TASKS TO COMPLETE:
(1) Extract the part of the Uinta Basin Railway passage from "Oberman, appointed STB" to "Republican congressional delegation." without changing a word.
(2) Summarize the Uinta Basin Railway passage in two sentences.

## Begin TEXT EXCERPT

Media representatives for Union Pacific and the Uinta Basin Railway did not return emails requesting comment.
Seed’s biggest concern with the approval of Uinta Basin, and one shared by STB Chairman Martin Oberman in his dissenting opinion, is the climate emergency caused by burning fossil fuels.
“What the STB did … was to pour gasoline on the climate emergency, that’s about all you can say when a regulatory body approves a project that has as its main purpose transporting 350,000 barrels of oil per day, which will create, based on conservative estimates, 53 million tons of carbon emissions per year,” Seed told CTR. “That’s about the amount of carbon emitted per year from six dirty coal plants.”
Oberman, appointed STB chairman by President Joe Biden in January and the lone no vote in the 4-1 decision, wrote he could not approve the 85-mile line connecting the seven counties of the oil-rich Uinta Basin to the main rail network at Price Canyon because it’s primarily intended to move waxy crude oil to refineries. The project is supported by Utah Sen. Mitt Romney and the rest of the state’s Republican congressional delegation.

## End TEXT EXCERPT
## Begin DATASET CONTENT

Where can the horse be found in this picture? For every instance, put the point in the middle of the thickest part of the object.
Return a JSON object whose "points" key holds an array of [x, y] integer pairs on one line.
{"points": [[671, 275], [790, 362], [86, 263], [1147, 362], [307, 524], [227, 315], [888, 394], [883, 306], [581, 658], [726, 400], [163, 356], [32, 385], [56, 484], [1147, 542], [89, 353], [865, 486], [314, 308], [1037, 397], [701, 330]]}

## End DATASET CONTENT

ANSWERS BELOW:
(1)
Oberman, appointed STB chairman by President Joe Biden in January and the lone no vote in the 4-1 decision, wrote he could not approve the 85-mile line connecting the seven counties of the oil-rich Uinta Basin to the main rail network at Price Canyon because it’s primarily intended to move waxy crude oil to refineries. The project is supported by Utah Sen. Mitt Romney and the rest of the state’s Republican congressional delegation.

(2) The STB approved the Uinta Basin Railway in a 4-1 decision, with Chairman Martin Oberman casting the lone no vote because the 85-mile line is primarily intended to move waxy crude oil to refineries. Seed, who shares Oberman's concern about the climate emergency, said the project's 350,000 barrels of oil per day would create an estimated 53 million tons of carbon emissions per year, about as much as six dirty coal plants.